**TO BE DONE:** Return every line of the records below verbatim, with no pictures in the copy.

Dataset excerpts on object pointing
## Start
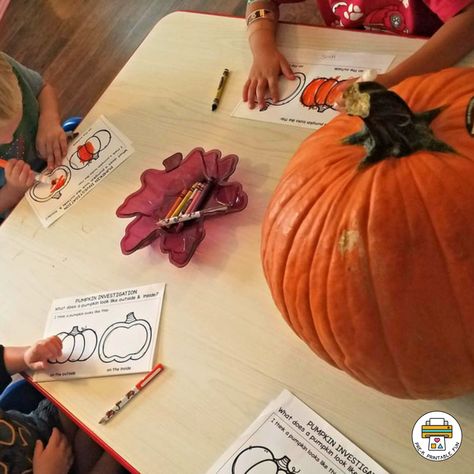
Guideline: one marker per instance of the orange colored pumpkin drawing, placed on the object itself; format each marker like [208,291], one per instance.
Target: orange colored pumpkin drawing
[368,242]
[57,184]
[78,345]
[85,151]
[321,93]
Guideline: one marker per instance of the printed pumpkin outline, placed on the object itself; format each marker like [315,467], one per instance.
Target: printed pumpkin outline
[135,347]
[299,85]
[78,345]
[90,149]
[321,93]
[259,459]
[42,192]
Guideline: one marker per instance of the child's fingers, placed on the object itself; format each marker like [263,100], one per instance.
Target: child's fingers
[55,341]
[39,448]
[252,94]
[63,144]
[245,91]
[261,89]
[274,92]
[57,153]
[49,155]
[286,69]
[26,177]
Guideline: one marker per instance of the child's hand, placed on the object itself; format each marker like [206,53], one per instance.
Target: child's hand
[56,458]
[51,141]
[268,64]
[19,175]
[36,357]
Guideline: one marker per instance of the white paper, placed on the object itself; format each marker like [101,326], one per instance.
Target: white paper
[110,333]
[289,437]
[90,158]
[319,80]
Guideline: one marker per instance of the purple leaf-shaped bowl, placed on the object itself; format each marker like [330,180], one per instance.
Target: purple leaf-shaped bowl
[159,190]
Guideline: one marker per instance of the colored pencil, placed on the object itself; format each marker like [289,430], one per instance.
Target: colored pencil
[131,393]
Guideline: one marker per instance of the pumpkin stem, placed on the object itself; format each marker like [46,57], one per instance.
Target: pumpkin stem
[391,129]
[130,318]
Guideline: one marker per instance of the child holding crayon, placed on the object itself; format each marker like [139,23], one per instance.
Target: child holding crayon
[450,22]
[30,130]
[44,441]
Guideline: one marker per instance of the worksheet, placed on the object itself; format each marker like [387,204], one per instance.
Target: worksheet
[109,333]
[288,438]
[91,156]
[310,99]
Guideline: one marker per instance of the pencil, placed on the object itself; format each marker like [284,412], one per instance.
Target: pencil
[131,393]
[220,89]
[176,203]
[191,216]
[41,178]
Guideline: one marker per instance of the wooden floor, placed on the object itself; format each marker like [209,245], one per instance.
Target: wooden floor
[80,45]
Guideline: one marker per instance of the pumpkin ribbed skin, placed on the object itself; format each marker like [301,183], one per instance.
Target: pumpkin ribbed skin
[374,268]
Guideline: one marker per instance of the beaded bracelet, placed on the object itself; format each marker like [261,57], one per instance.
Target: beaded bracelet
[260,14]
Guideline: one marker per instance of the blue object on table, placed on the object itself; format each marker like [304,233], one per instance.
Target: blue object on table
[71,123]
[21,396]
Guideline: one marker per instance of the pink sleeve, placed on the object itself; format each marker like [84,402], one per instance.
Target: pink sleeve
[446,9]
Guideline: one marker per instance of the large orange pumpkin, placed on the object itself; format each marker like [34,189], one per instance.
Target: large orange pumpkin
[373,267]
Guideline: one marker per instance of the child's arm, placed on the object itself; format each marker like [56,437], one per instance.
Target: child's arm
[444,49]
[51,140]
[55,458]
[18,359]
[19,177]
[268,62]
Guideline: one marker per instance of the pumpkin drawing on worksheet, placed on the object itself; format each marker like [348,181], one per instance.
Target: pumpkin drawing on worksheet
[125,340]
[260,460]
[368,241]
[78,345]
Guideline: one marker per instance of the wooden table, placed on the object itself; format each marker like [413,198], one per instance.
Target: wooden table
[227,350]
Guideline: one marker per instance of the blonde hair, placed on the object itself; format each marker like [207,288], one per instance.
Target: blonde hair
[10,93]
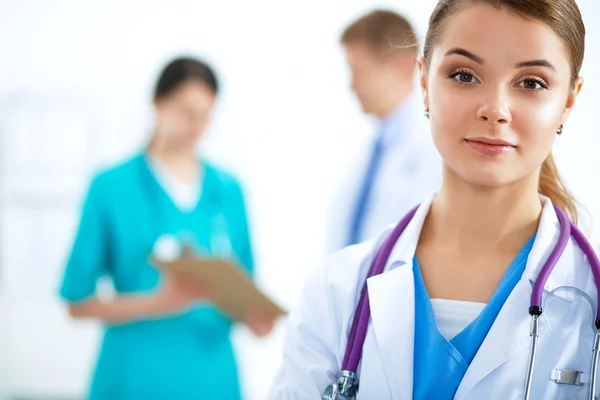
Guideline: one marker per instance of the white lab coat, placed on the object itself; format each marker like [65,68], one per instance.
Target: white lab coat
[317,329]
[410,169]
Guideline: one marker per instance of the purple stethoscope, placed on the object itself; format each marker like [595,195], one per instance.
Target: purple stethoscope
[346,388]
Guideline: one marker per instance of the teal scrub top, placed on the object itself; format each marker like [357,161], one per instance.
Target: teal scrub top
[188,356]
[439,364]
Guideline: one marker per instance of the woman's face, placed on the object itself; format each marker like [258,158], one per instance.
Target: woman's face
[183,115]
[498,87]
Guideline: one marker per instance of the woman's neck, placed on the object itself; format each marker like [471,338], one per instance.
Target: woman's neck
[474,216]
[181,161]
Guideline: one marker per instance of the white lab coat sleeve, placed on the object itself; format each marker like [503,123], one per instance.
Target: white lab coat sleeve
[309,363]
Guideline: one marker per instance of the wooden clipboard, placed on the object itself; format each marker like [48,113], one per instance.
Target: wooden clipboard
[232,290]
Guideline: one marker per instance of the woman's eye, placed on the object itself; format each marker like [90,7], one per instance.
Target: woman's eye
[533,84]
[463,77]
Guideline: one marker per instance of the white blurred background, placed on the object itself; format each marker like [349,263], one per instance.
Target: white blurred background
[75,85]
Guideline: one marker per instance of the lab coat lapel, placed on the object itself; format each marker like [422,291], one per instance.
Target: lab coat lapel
## End
**TASK SOLUTION:**
Guideline: one marker per instance of the orange colored pumpkin drawing, placed on the object itself; format each marker like [208,291], one per instance.
Target: orange colored pumpkin drawing
[368,242]
[57,184]
[78,345]
[85,151]
[321,93]
Guideline: one marker per instance of the printed pumpkin outline, placed on the object itself; format each marker like [315,467], one per instance.
Target: printed pumpkin outline
[135,347]
[299,85]
[78,345]
[90,149]
[321,93]
[259,459]
[42,192]
Guideline: one marker per instance of the child's fingers, placed on the object itself; format each marker like [263,100], one per instance.
Target: child's fingers
[55,341]
[39,448]
[252,94]
[63,144]
[245,91]
[261,89]
[274,92]
[57,153]
[49,155]
[286,69]
[26,177]
Guideline: one marker per instance of the child's hand, placed on the object itself; format each marker like [206,53], one per instance.
Target: child's hand
[56,458]
[51,141]
[268,64]
[19,175]
[36,357]
Guideline: one marker per instance of the white paper, placed on the object itself; format each marker like [101,326], one per instance.
Target: white paper
[110,333]
[289,437]
[90,158]
[319,80]
Guideline: one marker per instance of the purple leaf-shaped bowl, placed on the object itself; format each marker like [330,180], one per instance.
Target: purple leaf-shaped bowl
[159,190]
Guideline: one marker per instance of the colored pencil, placed on the object itself; format each marker like [289,430], one per instance.
Target: colored pencil
[131,393]
Guideline: one marker per instance of the pumpkin stem, placed on the object itself; format each marker like [46,57], one per instance.
Target: pumpkin stem
[391,129]
[130,318]
Guideline: one marker per instance of the child holding crayon, placed on the object itself; format each marker like [139,23], one per instance.
Target: child holding crayon
[450,22]
[30,130]
[44,441]
Guideline: one marker per instance of the worksheet, placed on the object itself; format each marker like [387,204], one per instance.
Target: worksheet
[109,333]
[288,438]
[91,156]
[310,99]
Guideline: one marker per instance of the pencil, placed on the object itself; format each marker like [284,412], one per instance.
Target: pencil
[131,393]
[220,89]
[176,203]
[191,216]
[41,178]
Guideline: one marker per instance of the wooden floor, placed on the object itself; format each marker like [209,245], one per instance.
Target: wooden floor
[80,45]
Guideline: one marker per instance of the pumpkin ribbed skin, placed on the object itself; format each marker like [301,183], one per instance.
Target: pumpkin ribbed skin
[374,268]
Guideline: one marker per instance of the beaded bracelet, placed on the object itself; format each marker like [261,57], one per instance.
Target: beaded bracelet
[260,14]
Guideline: one marker per instance of the blue object on table, placed on the object itself; format each marker like [304,233], one per instance.
Target: blue object on table
[71,123]
[21,396]
Guideline: one marker per instance of the pink sleeve, placed on the object itself; format each marker like [84,402], one per instance.
Target: pink sleeve
[446,9]
Guideline: one marker per instance of the large orange pumpkin, placed on the object itself; format each marker like [34,189], one per instance.
Target: large orange pumpkin
[373,267]
Guideline: one marker per instance of the child's arm, placed on the object itself; format each marker like [56,437], one per instance.
Target: child's arm
[444,49]
[51,140]
[55,458]
[18,359]
[19,177]
[268,62]
Guideline: one marker per instance of the pumpkin drawing on worksheet, placed on the object itself; format each marker like [348,181], one per instance.
Target: pumpkin drawing on worksheet
[125,340]
[260,460]
[368,241]
[78,345]
Guideline: one marker per instance of the wooden table, placed on the object itself; format each marker like [413,198], one per instance.
Target: wooden table
[227,350]
Guideline: one marker per instance of the blonde hair, placed on the object itself; format each marker like [207,288], one per instance.
Target: blonde hair
[10,93]
Guideline: one marker per instance of the white lab coat, placed on the object itself; format each marker like [65,68], one per instance.
Target: white lab coat
[317,329]
[410,169]
Guideline: one marker per instance of the purple stethoscope, placed on the object itself; format each marker like [595,195], one per instance.
Target: purple stethoscope
[346,388]
Guideline: one marker per instance of the teal scrub top, placed on the object itself; format each marker like [357,161], one per instance.
Target: teal scrub top
[188,356]
[439,364]
Guideline: one marker per instance of the woman's face, placed on the object itself; format each marker like [258,158], one per instance.
Target: woman's face
[183,115]
[498,87]
Guideline: one marker per instance of the woman's neck, placed on the object itself; format each marker like [471,338], one per instance.
Target: woman's neck
[474,216]
[181,161]
Guideline: one marker per instance of the white lab coat sleeve, placed on the object itself; format each marker like [503,123], one per instance.
Target: white lab coat sleeve
[309,363]
Guideline: one marker per instance of the wooden clipboard, placed on the object itself; format each marker like [48,113], one per instance.
Target: wooden clipboard
[232,290]
Guideline: one marker per instance of the woman's eye, placed on the object itself; format each marker like [90,7], one per instance.
Target: woman's eye
[533,84]
[463,77]
Guideline: one marker per instance of the white blurred background, placed on the object itself; format each marker like [349,263], one per instance.
Target: white blurred background
[75,85]
Guideline: one marker per instance of the lab coat lapel, placed on the object itself; format each marker like [422,291], one per instance.
Target: lab coat lapel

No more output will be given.